**À FAIRE**
**A)** D'après le passage extrait, combien de cartes de résident ont été délivrées chaque année depuis 1993 sur le fondement de l'article 38 ?
**B)** Relevez tous les articles de loi ou d'ordonnance cités dans le passage extrait.
**C)** Recopiez fidèlement le passage extrait, en commençant par « 1 . L'étranger » et en poursuivant jusqu'à « l'article 12 bis. ».

======== PASSAGE EXTRAIT

3. LES SOLUTIONS PROPOSÉES PAR L'ARTICLE 4 DU PROJET DE LOI
Pour éviter ces situations complexes dans lesquelles un étranger est à la fois ni éloignable ni susceptible de bénéficier de plein droit d'un titre de séjour, l'article 4 du projet de loi, prévoit de compléter la liste des bénéficiaires de plein droit de la carte de séjour temporaire, telle qu'elle ressort de l'article 12 bis de l'ordonnance du 2 novembre 1945.
En conséquence, sous réserve que la présence du demandeur ne constitue pas une menace pour l'ordre public, la carte de séjour temporaire devait -dans le projet initial du Gouvernement- être désormais délivrée de plein droit dans cinq cas contre deux dans le droit en vigueur. L'Assemblée nationale a supprimé l'un de ces cas (les étrangers ayant plus de quinze ans de résidence habituelle en France) et prévu un cas nouveau ( les apatrides).
1 . L'étranger est mineur ou a moins de dix-neuf ans , à condition que l'un de ses parents soit titulaire de la carte de séjour temporaire et que lui-même ait été autorisé à séjourner en France au titre du regroupement familial. Ce cas est déjà prévu dans la rédaction actuelle de l'article 12 bis.
2 . L'étranger est mineur ou a moins de dix neuf ans et a sa résidence habituelle en France depuis qu'il a atteint au plus l'âge de six ans -cas déjà visé par l'article 12 bis- ou depuis qu'il a atteint au plus l'âge de dix ans s'il justifie être dans l'impossibilité de poursuivre une vie familiale normale effective dans son pays d'origine .
Cette hypothèse nouvelle s'inspire des dispositions de l'article 38 de l'ordonnance qui accorde la carte de résident de plein droit à l'étranger qui n'a pas été autorisé à séjourner en France au titre du regroupement familial mais qui justifie par tous moyens y avoir sa résidence habituelle depuis qu'il a atteint au plus l'âge de dix ans à condition qu'il soit entré en France avant le 24 août 1993 et que sa présence ne constitue pas une menace pour l'ordre public.
On relèvera également que la rédaction proposée ne fait plus référence à la preuve par tous moyens de la résidence habituelle en France. En outre, l'impossibilité de mener une vie effective dans le pays d'origine pourra être, dans bien des cas, difficile à établir.
L'impact de cette disposition est difficile à évaluer. Notons cependant, qu'environ 200 cartes de résident ont été délivrées chaque année depuis 1993, sur le fondement de l'article 38.
3 . L'étranger non polygame qui justifie par tous moyens avoir sa résidence habituelle en France depuis plus de quinze ans.
Ce cas a été envisagé par le Conseil d'Etat dans son avis précité du 22 août 1996 qui a considéré que : la durée de séjour en France n'a normalement pas à être prise en compte par l'administration. Il y a lieu cependant de faire un cas à part des étrangers se trouvant dans la situation prévue à l'article 25 de l'ordonnance du 2 novembre 1945, qui interdit de prendre une mesure d'éloignement à l'égard de ceux qui justifient résider habituellement en France depuis plus de quinze ans .
Il convient de relever que ces étrangers ont pu ne pas avoir toujours été dans une situation irrégulière au cours de la période de quinze ans.

================
======== MATÉRIEL FOURNI

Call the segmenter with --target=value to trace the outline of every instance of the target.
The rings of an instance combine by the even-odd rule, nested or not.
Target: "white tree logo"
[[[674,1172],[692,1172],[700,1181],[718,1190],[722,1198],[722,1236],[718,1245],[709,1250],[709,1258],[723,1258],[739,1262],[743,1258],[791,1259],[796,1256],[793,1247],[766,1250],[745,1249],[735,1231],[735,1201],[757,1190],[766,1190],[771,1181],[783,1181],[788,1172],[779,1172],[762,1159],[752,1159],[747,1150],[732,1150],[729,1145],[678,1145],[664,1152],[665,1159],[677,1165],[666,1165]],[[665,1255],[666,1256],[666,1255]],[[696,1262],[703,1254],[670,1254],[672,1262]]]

================
======== MATÉRIEL FOURNI

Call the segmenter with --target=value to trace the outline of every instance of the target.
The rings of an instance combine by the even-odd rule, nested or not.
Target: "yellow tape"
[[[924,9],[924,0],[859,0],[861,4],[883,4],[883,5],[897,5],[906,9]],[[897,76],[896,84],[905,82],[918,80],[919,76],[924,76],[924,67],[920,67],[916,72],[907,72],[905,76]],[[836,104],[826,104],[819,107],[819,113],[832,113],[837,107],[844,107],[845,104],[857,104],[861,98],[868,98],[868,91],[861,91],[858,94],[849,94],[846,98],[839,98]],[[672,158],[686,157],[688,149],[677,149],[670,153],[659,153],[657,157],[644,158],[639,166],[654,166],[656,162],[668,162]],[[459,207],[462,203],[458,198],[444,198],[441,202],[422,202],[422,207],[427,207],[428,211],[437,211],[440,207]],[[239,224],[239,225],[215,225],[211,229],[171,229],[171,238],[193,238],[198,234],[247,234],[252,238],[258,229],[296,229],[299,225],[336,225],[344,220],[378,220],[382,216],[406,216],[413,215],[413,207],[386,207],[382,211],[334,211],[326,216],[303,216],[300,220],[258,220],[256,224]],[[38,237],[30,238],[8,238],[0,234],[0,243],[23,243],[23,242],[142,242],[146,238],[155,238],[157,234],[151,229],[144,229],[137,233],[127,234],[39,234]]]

================

**TÂCHES RÉSOLUES**
**A)** Environ 200 cartes de résident par an.

**B)**
- L'article 4 du projet de loi
- L'article 12 bis de l'ordonnance du 2 novembre 1945
- L'article 38 de l'ordonnance
- L'article 25 de l'ordonnance du 2 novembre 1945

**C)**
1 . L'étranger est mineur ou a moins de dix-neuf ans , à condition que l'un de ses parents soit titulaire de la carte de séjour temporaire et que lui-même ait été autorisé à séjourner en France au titre du regroupement familial. Ce cas est déjà prévu dans la rédaction actuelle de l'article 12 bis.